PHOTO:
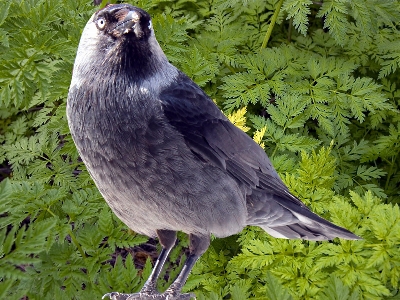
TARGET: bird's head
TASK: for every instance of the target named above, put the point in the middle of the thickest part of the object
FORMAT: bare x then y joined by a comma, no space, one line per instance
122,22
118,38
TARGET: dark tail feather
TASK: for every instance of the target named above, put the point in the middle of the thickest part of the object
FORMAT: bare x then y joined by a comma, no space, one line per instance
285,218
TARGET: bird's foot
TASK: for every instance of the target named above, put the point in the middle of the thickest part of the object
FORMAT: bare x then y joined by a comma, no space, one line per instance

○ ○ ○ ○ ○ ○ ○

**WHAT THIS TASK INVOLVES**: Print the lines above verbatim, from first to last, leaving out the pictures.

**FINAL RESULT**:
PHOTO:
TARGET: bird's head
TASK: for every instance of the target named above, put the point in the middle of the thickest part of the object
FORMAT: bare x then y joined by a comma, no space, one line per instance
122,22
118,38
TARGET: dark tail feather
TASK: for every instance of the target named above, put the point in the middle of the thickest part of the object
FORMAT: bare x then y joined by a comma, no space, one line per instance
285,218
TARGET: bird's foot
TASK: for every instance of the target named above, put the point in the middle of the thickest part of the object
FORMAT: bare x then y joined by a comma, no space, one line per instance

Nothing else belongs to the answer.